(Beginning of MATERIAL SHOWN)

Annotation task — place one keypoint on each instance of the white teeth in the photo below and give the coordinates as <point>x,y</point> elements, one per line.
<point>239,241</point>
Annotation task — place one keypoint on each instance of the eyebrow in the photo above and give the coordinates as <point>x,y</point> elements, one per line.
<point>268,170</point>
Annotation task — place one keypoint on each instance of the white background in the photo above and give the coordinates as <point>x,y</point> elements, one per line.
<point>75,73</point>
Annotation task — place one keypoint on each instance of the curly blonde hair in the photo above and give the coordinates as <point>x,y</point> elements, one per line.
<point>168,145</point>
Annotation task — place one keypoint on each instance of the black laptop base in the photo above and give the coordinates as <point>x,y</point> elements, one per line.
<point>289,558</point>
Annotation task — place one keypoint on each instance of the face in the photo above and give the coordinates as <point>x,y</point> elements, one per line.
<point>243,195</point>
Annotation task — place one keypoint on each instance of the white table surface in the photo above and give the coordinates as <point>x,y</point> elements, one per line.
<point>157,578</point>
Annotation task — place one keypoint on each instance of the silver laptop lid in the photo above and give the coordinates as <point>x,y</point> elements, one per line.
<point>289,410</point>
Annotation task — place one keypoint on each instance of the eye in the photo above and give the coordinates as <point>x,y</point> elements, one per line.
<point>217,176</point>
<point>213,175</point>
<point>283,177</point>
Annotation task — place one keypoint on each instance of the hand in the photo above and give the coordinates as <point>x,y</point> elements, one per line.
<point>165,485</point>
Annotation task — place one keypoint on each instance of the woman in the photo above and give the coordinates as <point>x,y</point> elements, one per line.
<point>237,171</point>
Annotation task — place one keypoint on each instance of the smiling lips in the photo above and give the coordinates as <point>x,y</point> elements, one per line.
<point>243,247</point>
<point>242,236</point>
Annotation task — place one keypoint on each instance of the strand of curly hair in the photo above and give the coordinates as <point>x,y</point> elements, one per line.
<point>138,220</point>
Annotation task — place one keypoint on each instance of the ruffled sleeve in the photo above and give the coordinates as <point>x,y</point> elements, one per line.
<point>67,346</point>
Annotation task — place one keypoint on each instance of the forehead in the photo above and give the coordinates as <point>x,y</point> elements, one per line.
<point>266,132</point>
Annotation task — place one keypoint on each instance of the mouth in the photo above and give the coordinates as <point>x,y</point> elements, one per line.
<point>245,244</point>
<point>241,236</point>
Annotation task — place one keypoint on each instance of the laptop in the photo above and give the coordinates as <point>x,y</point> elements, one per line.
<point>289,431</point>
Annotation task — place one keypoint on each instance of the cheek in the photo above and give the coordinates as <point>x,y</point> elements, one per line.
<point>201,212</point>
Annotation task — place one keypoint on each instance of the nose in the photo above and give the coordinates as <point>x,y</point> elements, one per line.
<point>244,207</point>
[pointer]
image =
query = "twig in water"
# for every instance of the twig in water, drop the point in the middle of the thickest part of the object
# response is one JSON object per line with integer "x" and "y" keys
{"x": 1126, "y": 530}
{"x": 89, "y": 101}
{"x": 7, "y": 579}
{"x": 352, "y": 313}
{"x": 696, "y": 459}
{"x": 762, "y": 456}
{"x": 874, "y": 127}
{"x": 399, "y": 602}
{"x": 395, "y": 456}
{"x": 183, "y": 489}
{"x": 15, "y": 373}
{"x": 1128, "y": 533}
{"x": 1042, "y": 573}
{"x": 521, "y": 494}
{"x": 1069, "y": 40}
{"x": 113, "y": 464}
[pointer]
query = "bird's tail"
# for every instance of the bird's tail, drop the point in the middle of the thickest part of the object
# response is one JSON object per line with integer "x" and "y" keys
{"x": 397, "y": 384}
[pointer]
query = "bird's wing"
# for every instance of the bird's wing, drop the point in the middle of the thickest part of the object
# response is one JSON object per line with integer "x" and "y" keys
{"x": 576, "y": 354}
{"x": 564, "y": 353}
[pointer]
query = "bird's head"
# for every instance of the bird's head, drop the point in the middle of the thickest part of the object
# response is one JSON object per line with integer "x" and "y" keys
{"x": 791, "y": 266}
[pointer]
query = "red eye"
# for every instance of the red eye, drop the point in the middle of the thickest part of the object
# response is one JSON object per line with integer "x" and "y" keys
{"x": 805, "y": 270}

(End of MATERIAL SHOWN)

TO DO =>
Return every record above exactly as it appears.

RESULT OF THE TASK =>
Annotation task — place one keypoint on each instance of the white teeth in the photo below and give the coordinates as <point>x,y</point> elements, one per line.
<point>239,241</point>
Annotation task — place one keypoint on each instance of the eyebrow in the photo above and give the coordinates as <point>x,y</point> elements, one per line.
<point>268,170</point>
Annotation task — place one keypoint on each instance of the white background in the photo above and give the coordinates as <point>x,y</point> elements, one per line.
<point>75,73</point>
Annotation task — place one keypoint on each instance of the curly blonde hair in the photo above and give the coordinates as <point>x,y</point> elements, one per line.
<point>168,145</point>
Annotation task — place one keypoint on each instance of the black laptop base in the photo above and give the coordinates as <point>x,y</point> elements, one per line.
<point>289,558</point>
Annotation task — place one keypoint on each instance of the face in the photo above and give the coordinates as <point>x,y</point> elements, one per line.
<point>243,195</point>
Annotation task — place one keypoint on each instance of the white table surface in the photo above and give the coordinates as <point>x,y</point> elements, one per line.
<point>157,578</point>
Annotation task — place one keypoint on each instance of the silver laptop lid in the photo above and give the coordinates as <point>x,y</point> elements, one per line.
<point>289,410</point>
Annotation task — place one keypoint on each instance of the eye in the photo above and give the coordinates as <point>x,y</point> elements, one per line.
<point>217,176</point>
<point>213,175</point>
<point>283,177</point>
Annotation task — place one keypoint on each instance of the hand in the photo above and give the coordinates as <point>x,y</point> elements, one per line.
<point>165,485</point>
Annotation task — place one keypoint on each instance of the woman in the photo above and give the coordinates as <point>x,y</point> elements, one per line.
<point>237,171</point>
Annotation task — place one keypoint on each instance of the smiling lips in the photo above and give the coordinates as <point>x,y</point> elements, one per line.
<point>243,247</point>
<point>242,236</point>
Annotation task — place one keypoint on each instance of the strand of curly hair in the photo above and give the coordinates as <point>x,y</point> elements, one per line.
<point>138,220</point>
Annotation task — place one keypoint on each instance of the ruffled sleeve in the photo above and give the coordinates as <point>x,y</point> elements, one per line.
<point>67,346</point>
Annotation task — place one keypoint on each instance of the forehead in the photo above and give the coordinates as <point>x,y</point> elements, one per line.
<point>266,132</point>
Annotation task — place one keypoint on each instance of the mouth in the photo above and give the coordinates as <point>x,y</point> elements, one per line.
<point>245,244</point>
<point>241,236</point>
Annotation task — place one keypoint on each instance of the laptop in the photo above and give the coordinates as <point>x,y</point> elements, one per line.
<point>289,431</point>
Annotation task — place one keypoint on each instance of the cheek in the photo above and give the coordinates as <point>x,y</point> elements, one per line.
<point>201,212</point>
Annotation task — place one keypoint on each instance of the nose in the photo above and give the coordinates as <point>x,y</point> elements, one per line.
<point>244,207</point>
[pointer]
image =
query = "twig in water"
# for every instance of the twig in water, drop the point in the middle of the thickest part of the object
# response is one JSON object per line with integer "x" and "y" keys
{"x": 1126, "y": 530}
{"x": 89, "y": 101}
{"x": 7, "y": 579}
{"x": 352, "y": 313}
{"x": 696, "y": 459}
{"x": 762, "y": 456}
{"x": 874, "y": 127}
{"x": 399, "y": 602}
{"x": 395, "y": 456}
{"x": 183, "y": 489}
{"x": 15, "y": 373}
{"x": 1128, "y": 533}
{"x": 1042, "y": 573}
{"x": 521, "y": 494}
{"x": 1069, "y": 40}
{"x": 113, "y": 464}
[pointer]
query = "bird's tail"
# for every instance of the bird's tail, drop the point in the middle of the thickest part of the object
# response is one JSON object per line with integer "x" and "y" keys
{"x": 397, "y": 384}
[pointer]
query = "bird's wing"
# for every instance of the bird's wing, drop the point in the middle of the thickest part of the object
# response is one JSON object per line with integer "x" and "y" keys
{"x": 576, "y": 354}
{"x": 564, "y": 353}
[pointer]
query = "bird's head"
# for every instance of the bird's head, drop the point in the middle of the thickest part of the object
# response is one JSON object per line with integer "x" and "y" keys
{"x": 791, "y": 266}
[pointer]
query = "red eye"
# for every instance of the red eye, drop the point in the middle of the thickest part of the object
# response is one JSON object per line with integer "x" and "y" keys
{"x": 805, "y": 270}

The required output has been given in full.